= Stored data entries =
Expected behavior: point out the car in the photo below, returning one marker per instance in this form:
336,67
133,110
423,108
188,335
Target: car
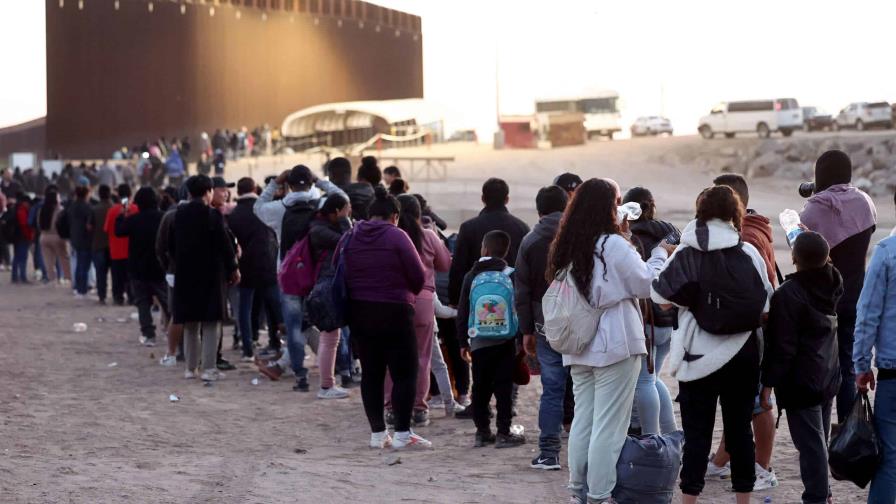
864,115
651,125
755,116
816,120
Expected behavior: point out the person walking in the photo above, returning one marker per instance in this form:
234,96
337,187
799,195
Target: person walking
611,275
715,351
204,256
384,274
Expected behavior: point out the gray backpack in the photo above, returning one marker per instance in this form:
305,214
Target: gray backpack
648,468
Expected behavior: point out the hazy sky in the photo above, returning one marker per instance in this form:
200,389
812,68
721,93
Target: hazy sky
677,58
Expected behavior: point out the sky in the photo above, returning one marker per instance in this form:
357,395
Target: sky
672,58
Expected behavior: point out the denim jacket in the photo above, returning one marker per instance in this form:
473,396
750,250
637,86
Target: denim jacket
876,321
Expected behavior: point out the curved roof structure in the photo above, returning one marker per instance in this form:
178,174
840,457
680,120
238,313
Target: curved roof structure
359,114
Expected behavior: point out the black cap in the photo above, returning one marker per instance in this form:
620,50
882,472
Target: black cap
568,181
219,182
300,176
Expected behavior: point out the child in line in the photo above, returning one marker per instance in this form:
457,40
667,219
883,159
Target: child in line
490,332
801,362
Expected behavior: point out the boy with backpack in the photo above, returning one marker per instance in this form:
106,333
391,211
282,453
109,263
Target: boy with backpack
801,359
487,327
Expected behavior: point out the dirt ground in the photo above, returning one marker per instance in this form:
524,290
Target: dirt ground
86,417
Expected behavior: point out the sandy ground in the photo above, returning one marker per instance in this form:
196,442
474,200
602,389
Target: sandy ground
78,429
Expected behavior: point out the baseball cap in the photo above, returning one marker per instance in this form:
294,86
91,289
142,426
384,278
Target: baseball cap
219,182
568,181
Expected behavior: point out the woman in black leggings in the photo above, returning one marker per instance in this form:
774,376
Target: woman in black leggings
384,274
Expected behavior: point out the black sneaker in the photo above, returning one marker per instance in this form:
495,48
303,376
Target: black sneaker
548,463
483,438
224,365
301,385
509,440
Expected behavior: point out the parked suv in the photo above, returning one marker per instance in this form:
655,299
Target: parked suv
652,125
863,115
760,116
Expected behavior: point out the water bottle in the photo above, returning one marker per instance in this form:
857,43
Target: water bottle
790,221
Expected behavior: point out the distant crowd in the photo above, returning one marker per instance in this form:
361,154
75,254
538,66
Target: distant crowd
597,298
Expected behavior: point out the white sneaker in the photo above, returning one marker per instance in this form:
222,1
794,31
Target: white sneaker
380,440
764,479
211,375
409,440
715,472
333,392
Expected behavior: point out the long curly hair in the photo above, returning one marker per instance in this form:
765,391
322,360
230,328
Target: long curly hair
590,214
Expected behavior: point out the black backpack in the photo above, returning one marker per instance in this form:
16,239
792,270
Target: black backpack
730,297
296,223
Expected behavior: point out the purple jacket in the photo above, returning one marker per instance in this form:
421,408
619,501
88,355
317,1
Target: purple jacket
382,264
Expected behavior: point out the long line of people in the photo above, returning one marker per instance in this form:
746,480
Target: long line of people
700,303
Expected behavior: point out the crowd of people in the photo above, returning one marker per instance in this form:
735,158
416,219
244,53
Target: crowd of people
431,320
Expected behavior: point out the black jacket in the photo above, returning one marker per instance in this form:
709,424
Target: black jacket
531,264
258,244
141,230
463,308
469,243
801,357
646,235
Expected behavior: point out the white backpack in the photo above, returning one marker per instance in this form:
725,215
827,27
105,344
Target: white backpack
570,322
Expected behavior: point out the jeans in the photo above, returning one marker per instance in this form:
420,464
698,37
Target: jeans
271,297
883,486
101,264
293,312
143,294
604,399
809,428
20,261
553,392
652,399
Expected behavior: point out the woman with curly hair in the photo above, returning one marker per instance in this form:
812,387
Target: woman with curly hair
611,275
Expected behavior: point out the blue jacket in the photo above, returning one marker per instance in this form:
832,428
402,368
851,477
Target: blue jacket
876,321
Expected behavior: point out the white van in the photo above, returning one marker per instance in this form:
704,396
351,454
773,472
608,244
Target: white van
759,116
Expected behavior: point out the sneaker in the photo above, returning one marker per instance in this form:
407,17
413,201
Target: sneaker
380,440
408,440
483,438
332,393
548,463
715,472
509,440
211,375
301,385
420,418
764,479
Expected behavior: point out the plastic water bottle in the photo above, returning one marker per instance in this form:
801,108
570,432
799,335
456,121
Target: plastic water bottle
790,221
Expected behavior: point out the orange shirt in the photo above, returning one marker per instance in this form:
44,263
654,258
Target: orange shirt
118,247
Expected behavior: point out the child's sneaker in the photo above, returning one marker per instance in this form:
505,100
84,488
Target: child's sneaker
407,440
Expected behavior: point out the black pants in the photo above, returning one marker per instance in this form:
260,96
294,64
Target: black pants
144,292
384,335
734,385
493,375
458,366
119,268
846,397
809,429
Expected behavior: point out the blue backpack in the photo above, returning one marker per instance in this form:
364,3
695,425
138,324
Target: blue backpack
492,313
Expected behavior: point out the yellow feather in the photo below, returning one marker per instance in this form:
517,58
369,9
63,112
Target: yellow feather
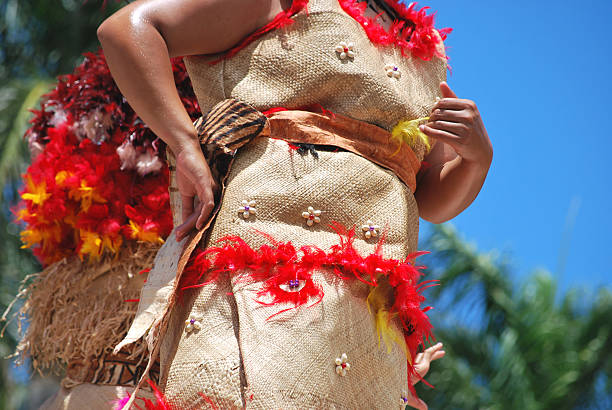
377,301
408,132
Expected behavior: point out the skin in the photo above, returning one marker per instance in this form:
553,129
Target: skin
138,42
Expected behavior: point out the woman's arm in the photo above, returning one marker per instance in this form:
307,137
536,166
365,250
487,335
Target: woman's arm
138,42
459,162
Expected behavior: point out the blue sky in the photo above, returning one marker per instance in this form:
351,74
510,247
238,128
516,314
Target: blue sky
539,72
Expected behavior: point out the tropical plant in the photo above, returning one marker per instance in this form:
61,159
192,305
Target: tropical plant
38,40
512,346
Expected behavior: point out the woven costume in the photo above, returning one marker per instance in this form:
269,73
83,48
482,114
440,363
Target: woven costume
284,318
288,299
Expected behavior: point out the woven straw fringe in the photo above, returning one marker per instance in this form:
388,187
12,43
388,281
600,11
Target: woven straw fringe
90,397
77,311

= Your instructions =
Only the pictures are to be excluded; all other parts of the records above are to be given exactly.

= Solution to the problem =
Expected behavior: point out the car in the photo below, returning one marker per instance in this form:
336,67
133,110
423,108
188,335
Target: car
864,115
651,125
755,116
816,120
Expected behavior: point out the person walking in the photo above, returning one marker per instance in this form:
234,96
337,187
799,195
Target: person walking
611,275
715,351
204,256
384,274
Expected behavior: point out the gray backpack in the photo above, returning one marker per instance in this form:
305,214
Target: gray backpack
648,468
Expected behavior: point out the hazy sky in the photo above, returning one marker per instance in this form:
200,389
812,68
721,93
Target: hazy sky
677,58
Expected behavior: point out the sky in the photo above, returning one marker per instance in this form:
357,395
Target: sky
672,58
Expected behavior: point out the denim jacket in the photo above, returning one marker per instance in this form:
473,396
750,250
637,86
Target: denim jacket
876,321
Expected behavior: point out the curved roof structure in the photo above, returning one marker per instance in this form:
178,174
840,457
680,120
238,313
Target: curved roof structure
359,114
Expected behavior: point out the black cap in the photo above, returning one marker per instance in this form:
620,50
882,472
Target: black cap
568,181
219,182
300,176
Expected behavior: point out the child in line in the photo above, returning one marker per instance in this form:
457,40
667,219
883,159
Target: child in line
490,332
801,362
Expected behavior: point out the boy with backpack in the photo above, returning one marker per instance in this form:
106,333
391,211
282,453
109,263
Target: boy with backpack
801,359
487,327
Expected behavior: point out the dirt ground in the photo above, returning one marker per instance in this form:
524,290
Target: dirt ground
86,417
Expected behavior: point out the sandy ground in the photo above, returning one marker per instance in this form:
196,442
474,200
602,389
Target: sandy ground
78,429
Expected behavior: point out the baseball cap in the photo above, returning one marker per instance in this form:
294,86
91,289
142,426
384,278
Target: baseball cap
219,182
568,181
Expected behavior: point out the woman in black leggings in the photo above, returning one marker per instance in this form:
774,376
Target: woman in black leggings
384,274
Expected behavior: point out the black sneaker in the photo above, returning one marker per instance in this form:
495,48
303,376
Target: black sneaker
548,463
483,438
224,365
301,385
509,440
Expected behavior: point out the parked suv in the photo above, returning one marker per instance in this form:
655,299
Target: parked suv
652,125
863,115
760,116
Expected behavior: point out the water bottle in the photo above, returning one marker per instance in this form:
857,43
Target: water bottle
790,221
Expected behavior: point out the distant crowd in the photo above, returning one marker per instance in this form:
361,154
75,254
538,66
Target: distant crowd
597,298
Expected behavior: point out the white sneaker in the photo above, returning one marker per instance in this form:
222,1
794,31
Target: white sneaker
380,440
764,479
211,375
409,440
715,472
333,392
Expected behavior: point out the long curly hair in the photo above, returning one marker per instance in this form:
765,391
322,360
230,328
Target: long curly hair
590,214
Expected behavior: point out the black backpack in the photo above, returning one marker per instance in this form:
16,239
792,270
Target: black backpack
730,297
296,223
Expected behavior: point out the purple jacket in the photo above, returning one marker per instance in this form:
421,408
619,501
88,355
317,1
Target: purple jacket
382,264
Expected behavior: point out the long line of people in the photo above, returning one marker per instance in this form:
746,480
Target: long line of people
700,303
Expected behavior: point out the crowd of people in the photo above, returning one marker per instance in this form:
735,158
416,219
244,53
Target: crowd of people
431,320
Expected behavior: point out the black jacket in the photo above, returning one marker per instance in this form:
709,424
Target: black jacket
531,264
258,244
141,230
463,308
469,243
801,357
646,235
Expected behavior: point out the white backpack in the photo above, returning one marker per instance in this form:
725,215
827,27
105,344
Target: white backpack
570,322
Expected behavior: point out the jeans in the photo above, returning one marker per instance in this form:
420,464
698,37
Target: jeans
271,297
883,486
101,264
293,312
143,294
604,399
809,428
20,261
553,392
652,399
Expected behavior: point out the woman with curly hair in the photo above, returning one marker per instance in this form:
812,387
Target: woman with curly hair
611,275
Expected behavior: point out the blue jacket in the photo above, returning one marker per instance in this form:
832,428
402,368
851,477
Target: blue jacket
876,321
Expected behavior: point out the white van in the photo above, returning one marker per instance in this form:
704,396
351,454
773,472
608,244
Target: white van
759,116
Expected behavior: point out the sneaker in the photo above, returning one marker per instance in this form:
407,17
413,201
Target: sneaker
380,440
408,440
483,438
332,393
548,463
715,472
509,440
211,375
301,385
420,418
764,479
Expected behavior: point out the plastic water bottle in the photo above, returning one marker per instance in this form:
801,108
570,432
799,335
456,121
Target: plastic water bottle
790,221
Expected behavior: point out the orange shirt in the photo above, returning one marker per instance in this form:
44,263
654,258
Target: orange shirt
118,247
Expected behavior: point out the child's sneaker in the photo above, returning one marker per instance in this form:
505,100
84,488
Target: child's sneaker
407,440
Expected behavior: point out the black pants in the photo above, returning one marker per instance in this form:
260,96
294,64
Target: black pants
144,292
384,335
734,385
493,375
458,366
119,268
846,397
809,429
Expected behavior: point out the blue backpack in the photo above, returning one marker per instance in this form:
364,3
695,425
138,324
Target: blue backpack
492,313
Expected behavior: point out the yellow feather in the photo below, returning one marker per instance in this form:
517,58
369,9
63,112
Target: yellow feather
377,301
408,132
Expected behavior: point out the skin in the photo above, returning one marker per instance in this form:
553,129
Target: skin
138,42
Expected behavior: point out the woman's arm in the photo above, returning one marker per instance in this form:
307,137
536,166
365,250
487,335
Target: woman's arm
138,42
459,162
Expected behavior: point out the blue sky in the photo above, returning one marker per instance in this form:
351,74
510,247
238,128
516,314
Target: blue sky
539,72
Expected behavior: point out the tropical plant in the photo above, returning one marker per instance in this form:
61,159
192,305
Target: tropical plant
38,40
512,346
Expected behavior: point out the woven costume in the photo above, returning one marker per instance in this form:
269,73
83,48
482,114
440,363
Target: woven costume
284,318
288,299
Expected behavior: point out the woven straw fringe in the photo above, returning one marker per instance in this form:
388,187
12,43
388,281
600,11
Target: woven straw fringe
90,397
77,311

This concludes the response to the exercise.